_ASSIGNMENT:_
In the records below, find the line containing "Can you find the vertical". Restate it and all the lines after it exactly, and omit the rest.

(Region pointing data)
- - - - -

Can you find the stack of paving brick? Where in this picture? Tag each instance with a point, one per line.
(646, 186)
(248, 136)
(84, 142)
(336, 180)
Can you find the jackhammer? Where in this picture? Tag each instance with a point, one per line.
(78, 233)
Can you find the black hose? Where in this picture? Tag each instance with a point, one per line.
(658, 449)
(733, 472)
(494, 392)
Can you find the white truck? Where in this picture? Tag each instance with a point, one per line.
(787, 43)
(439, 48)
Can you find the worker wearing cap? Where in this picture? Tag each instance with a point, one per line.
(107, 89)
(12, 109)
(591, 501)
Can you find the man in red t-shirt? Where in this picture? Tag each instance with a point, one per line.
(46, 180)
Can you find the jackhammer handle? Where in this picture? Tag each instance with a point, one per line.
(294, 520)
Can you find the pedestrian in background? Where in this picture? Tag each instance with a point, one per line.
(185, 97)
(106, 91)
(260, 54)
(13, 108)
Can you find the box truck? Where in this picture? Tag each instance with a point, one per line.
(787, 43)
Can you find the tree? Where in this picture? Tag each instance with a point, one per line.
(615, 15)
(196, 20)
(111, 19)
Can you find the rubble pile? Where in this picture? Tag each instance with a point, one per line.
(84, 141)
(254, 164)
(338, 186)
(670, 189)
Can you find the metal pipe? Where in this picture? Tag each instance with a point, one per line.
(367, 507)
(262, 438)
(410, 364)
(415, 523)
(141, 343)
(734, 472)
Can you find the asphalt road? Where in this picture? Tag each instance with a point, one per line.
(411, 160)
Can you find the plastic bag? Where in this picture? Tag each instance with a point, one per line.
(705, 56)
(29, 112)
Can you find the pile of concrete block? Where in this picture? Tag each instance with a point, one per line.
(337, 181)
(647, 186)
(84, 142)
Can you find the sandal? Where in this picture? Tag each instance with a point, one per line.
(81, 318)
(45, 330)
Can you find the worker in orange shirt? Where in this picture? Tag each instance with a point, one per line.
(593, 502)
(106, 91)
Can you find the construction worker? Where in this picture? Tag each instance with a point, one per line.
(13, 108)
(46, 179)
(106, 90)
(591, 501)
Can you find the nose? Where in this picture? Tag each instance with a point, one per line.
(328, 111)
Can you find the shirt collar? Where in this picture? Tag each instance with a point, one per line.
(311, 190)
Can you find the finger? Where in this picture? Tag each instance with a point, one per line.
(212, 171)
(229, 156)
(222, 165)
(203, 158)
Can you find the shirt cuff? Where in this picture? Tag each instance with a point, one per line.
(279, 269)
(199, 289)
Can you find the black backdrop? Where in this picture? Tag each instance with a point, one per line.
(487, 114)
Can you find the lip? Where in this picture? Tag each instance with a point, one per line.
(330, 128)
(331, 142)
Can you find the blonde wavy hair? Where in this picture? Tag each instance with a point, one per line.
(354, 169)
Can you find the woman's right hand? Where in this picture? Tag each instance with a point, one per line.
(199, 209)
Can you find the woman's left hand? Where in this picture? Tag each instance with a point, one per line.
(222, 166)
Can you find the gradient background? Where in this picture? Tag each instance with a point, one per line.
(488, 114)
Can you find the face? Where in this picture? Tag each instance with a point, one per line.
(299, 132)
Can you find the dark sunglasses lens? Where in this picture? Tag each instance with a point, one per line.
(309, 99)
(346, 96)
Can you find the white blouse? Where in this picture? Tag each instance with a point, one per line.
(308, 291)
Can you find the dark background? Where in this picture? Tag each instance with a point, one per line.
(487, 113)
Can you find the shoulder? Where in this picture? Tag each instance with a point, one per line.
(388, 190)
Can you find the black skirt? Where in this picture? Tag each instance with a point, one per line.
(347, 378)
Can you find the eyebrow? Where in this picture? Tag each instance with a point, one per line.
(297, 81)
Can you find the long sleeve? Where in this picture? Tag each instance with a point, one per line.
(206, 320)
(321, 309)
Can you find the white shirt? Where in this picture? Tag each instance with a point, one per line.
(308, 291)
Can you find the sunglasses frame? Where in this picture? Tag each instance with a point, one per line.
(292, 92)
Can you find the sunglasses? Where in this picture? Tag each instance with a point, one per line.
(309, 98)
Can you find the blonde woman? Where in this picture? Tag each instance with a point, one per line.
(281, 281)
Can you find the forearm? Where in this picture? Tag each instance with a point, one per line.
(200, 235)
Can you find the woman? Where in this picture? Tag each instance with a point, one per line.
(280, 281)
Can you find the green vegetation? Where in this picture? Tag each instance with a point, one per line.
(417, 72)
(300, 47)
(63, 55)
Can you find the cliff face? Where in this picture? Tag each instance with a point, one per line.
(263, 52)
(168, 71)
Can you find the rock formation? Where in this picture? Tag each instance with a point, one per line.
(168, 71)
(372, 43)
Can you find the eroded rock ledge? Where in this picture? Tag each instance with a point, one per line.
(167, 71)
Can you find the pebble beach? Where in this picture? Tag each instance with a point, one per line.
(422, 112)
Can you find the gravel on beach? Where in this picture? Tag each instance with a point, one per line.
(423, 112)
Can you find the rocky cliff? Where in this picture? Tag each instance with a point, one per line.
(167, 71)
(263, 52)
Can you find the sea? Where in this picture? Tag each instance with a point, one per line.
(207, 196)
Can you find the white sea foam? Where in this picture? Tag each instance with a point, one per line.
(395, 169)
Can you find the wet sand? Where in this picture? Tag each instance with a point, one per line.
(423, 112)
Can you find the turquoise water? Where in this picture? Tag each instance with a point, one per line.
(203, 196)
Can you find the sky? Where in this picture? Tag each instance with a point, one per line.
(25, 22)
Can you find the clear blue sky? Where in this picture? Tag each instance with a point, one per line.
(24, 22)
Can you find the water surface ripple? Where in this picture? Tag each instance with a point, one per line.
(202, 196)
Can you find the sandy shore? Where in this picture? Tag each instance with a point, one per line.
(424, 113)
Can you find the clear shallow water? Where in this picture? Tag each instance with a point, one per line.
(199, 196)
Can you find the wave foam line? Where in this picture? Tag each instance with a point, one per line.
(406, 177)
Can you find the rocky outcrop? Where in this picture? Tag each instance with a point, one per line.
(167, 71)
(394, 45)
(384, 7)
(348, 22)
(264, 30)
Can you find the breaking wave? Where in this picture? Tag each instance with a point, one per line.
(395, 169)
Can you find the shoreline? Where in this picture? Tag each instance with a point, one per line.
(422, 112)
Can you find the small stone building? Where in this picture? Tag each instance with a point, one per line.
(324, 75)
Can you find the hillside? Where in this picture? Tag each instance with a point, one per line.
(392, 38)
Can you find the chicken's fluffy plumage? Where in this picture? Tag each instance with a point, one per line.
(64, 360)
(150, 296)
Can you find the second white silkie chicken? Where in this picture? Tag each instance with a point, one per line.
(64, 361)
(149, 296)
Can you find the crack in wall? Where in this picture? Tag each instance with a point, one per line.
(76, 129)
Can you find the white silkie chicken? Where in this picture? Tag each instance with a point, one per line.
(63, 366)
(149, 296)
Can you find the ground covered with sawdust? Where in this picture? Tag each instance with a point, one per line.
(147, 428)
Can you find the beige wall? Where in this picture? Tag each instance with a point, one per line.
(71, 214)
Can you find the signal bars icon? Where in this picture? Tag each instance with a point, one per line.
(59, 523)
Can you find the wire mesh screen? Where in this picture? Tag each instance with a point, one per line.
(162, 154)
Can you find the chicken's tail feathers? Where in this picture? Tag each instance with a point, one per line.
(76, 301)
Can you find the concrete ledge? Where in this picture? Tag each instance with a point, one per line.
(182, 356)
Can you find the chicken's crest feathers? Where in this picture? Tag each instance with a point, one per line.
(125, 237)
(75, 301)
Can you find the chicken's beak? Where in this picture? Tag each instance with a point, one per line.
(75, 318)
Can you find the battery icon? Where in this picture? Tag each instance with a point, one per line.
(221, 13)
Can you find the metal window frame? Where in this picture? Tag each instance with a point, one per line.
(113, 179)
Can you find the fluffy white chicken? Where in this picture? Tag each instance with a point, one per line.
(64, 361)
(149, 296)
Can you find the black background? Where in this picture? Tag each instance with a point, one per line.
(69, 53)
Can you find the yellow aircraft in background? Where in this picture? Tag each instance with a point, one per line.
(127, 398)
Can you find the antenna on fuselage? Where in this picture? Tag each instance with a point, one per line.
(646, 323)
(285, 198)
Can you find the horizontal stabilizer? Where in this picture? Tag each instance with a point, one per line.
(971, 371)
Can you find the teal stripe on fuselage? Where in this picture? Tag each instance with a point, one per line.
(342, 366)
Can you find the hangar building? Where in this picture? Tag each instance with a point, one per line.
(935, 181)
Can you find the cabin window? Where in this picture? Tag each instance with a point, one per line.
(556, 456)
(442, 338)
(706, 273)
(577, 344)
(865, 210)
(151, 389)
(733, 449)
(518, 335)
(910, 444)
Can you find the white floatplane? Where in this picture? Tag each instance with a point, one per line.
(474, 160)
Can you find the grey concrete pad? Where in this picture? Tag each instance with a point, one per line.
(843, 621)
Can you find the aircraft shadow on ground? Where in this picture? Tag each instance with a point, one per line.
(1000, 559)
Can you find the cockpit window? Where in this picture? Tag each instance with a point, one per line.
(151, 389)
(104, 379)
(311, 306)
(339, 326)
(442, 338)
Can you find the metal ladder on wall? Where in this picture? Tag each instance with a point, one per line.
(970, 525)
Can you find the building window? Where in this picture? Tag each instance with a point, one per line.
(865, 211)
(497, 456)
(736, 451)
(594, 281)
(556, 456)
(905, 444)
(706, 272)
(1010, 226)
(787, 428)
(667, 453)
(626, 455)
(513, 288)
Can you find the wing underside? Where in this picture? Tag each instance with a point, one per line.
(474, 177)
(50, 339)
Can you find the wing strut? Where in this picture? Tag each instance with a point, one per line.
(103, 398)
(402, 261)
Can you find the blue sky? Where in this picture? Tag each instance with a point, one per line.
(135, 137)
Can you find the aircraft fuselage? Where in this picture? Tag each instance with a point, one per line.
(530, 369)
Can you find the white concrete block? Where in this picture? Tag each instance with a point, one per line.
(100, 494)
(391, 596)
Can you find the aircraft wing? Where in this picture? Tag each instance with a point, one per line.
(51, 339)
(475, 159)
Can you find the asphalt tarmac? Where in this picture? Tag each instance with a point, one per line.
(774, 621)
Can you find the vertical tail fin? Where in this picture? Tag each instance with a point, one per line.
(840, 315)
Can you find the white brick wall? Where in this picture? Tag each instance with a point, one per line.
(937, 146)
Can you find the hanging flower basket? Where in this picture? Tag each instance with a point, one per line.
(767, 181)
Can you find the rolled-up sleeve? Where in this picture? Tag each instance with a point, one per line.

- - - - -

_RESPONSE AREA:_
Can you find the vertical tail fin? Where in this picture? Tag each instance with a point, one per line.
(840, 315)
Can you find the white brick wall? Where in this picture? Tag each instance with a point, one per line.
(937, 146)
Can you find the hanging flower basket? Where in this picture? Tag each instance with a point, one per line.
(767, 181)
Can you find the rolled-up sleeve? Where in this picture? Tag each instance with a point, one per line.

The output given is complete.